Extract to read Start Marker

In case you missed it, this is the first-ever International Clitoral Awareness Week. Long overdue, if you ask me. The clitoris has been shafted by the penis since Adam warned Eve: “Better step back—I don’t know how big this thing gets.”
I am on very good terms with my clitoris. In fact, it’s a real love match. No matter how I’m feeling, my clitoris makes me feel better. Best of all, my clitoris never asks me what I’m thinking.
Clitoris Awareness Week is the brainchild of Clitoraid, an organization that usually focuses on helping worldwide victims of female genital mutilation. Clitoraid is based in Las Vegas, of all places. (Suggested bumper sticker: “I lost all my money in Vegas, but I came home with my clit intact!”)
The stated aim of Clitoris Awareness Week is to raise pubic, er, public consciousness of the clitoris as well as to celebrate the oft-misunderstood nexus of female sexuality.
“We’ve noticed that the clitoris has not gotten its spot in the limelight,” Clitoraid rep Nadine Gary told the Huffington Post. “It makes people feel uncomfortable.”
Uncomfortable? Only if it’s being touched like a jackhammer instead of a butterfly. The clitoris doesn’t require much help, you see. The only organ in the human body designed purely for pleasure, it houses 8,000 nerve endings—twice that of your garden-variety penis.
As Eve Ensler says in The Vagina Monologues: “Who needs a handgun when you’ve got a semi-automatic?”
Despite its firepower, the clitoris is not always easy to find. Unlike the penis, it does not unfurl like an American flag in a windstorm. Its proportions are far more modest, even when fully erect, although an Australian urologist found that a clitoris can reach eight inches in length. That is a clitoris I would not want to meet at a masquerade party.
Given that the clitoris can require some effort to locate, try to think of the journey as an erogenous treasure hunt. In extreme cases, a clitoral GPS can be quite helpful, as can a Clit App for your smartphone. These aids are not real, but they should be. Stay tuned.
Ladies, be extra nice to your clitoris this week. Take it to lunch. Buy it a hat. Give it a happy ending.
Speaking of happy endings, it’s only fitting that the first International Clitoral Awareness Week falls in May, which happens to be National Masturbation Month, as if you didn’t know.
That particular celebration began in 1995 in San Francisco (where else?), in response to the forced resignation of then-U.S. Surgeon General Joycelyn Elders, a vocal proponent of self-love.
My suggestion is to commemorate them simultaneously, perhaps with a ladies-only masturbation party and potluck supper. All hail to the clitoris, wherever you find it.

Extract to read End Marker

Exercise set:
#1 Translate this sentence from the column into Spanish: "The clitoris doesn’t require much help, you see."
#2 For each statement, say whether it agrees with the column, answering yes or no and quoting the words that decide it. (a) Clitoraid is based in San Francisco. (b) The clitoris has twice as many nerve endings as a typical penis. (c) The clitoral GPS and the Clit App are real aids.
#3 List every person named in the column.
The listing that follows this column plays no part in the work here.

Raw data Start Marker

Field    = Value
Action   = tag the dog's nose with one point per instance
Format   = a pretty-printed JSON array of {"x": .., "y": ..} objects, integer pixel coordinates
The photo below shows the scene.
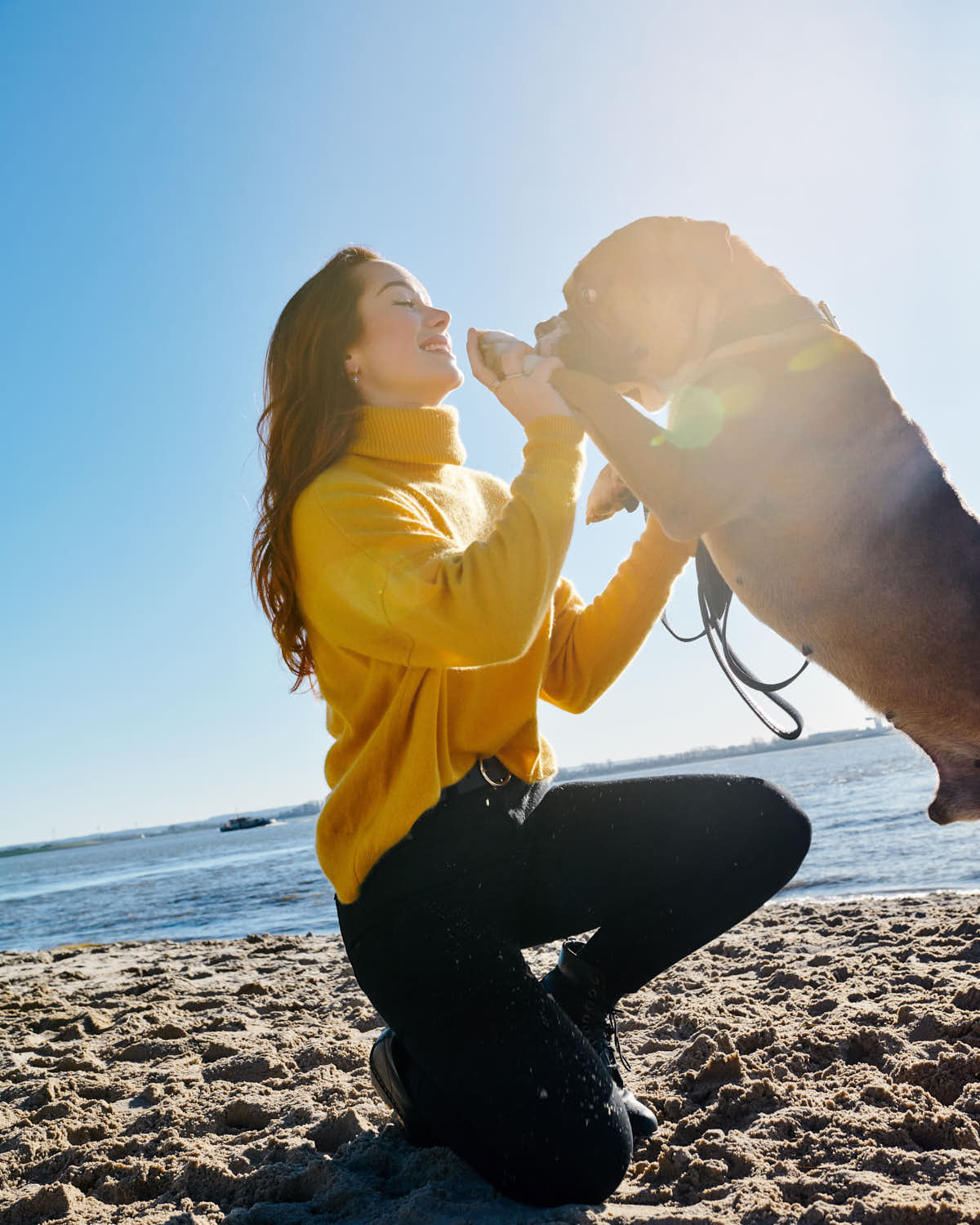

Raw data End Marker

Replies:
#1 El clítoris no necesita mucha ayuda, ¿sabes?

#2
(a) No: "Clitoraid is based in Las Vegas, of all places."
(b) Yes: "it houses 8,000 nerve endings—twice that of your garden-variety penis."
(c) No: "These aids are not real, but they should be."

#3
Adam
Eve
Nadine Gary
Eve Ensler
Joycelyn Elders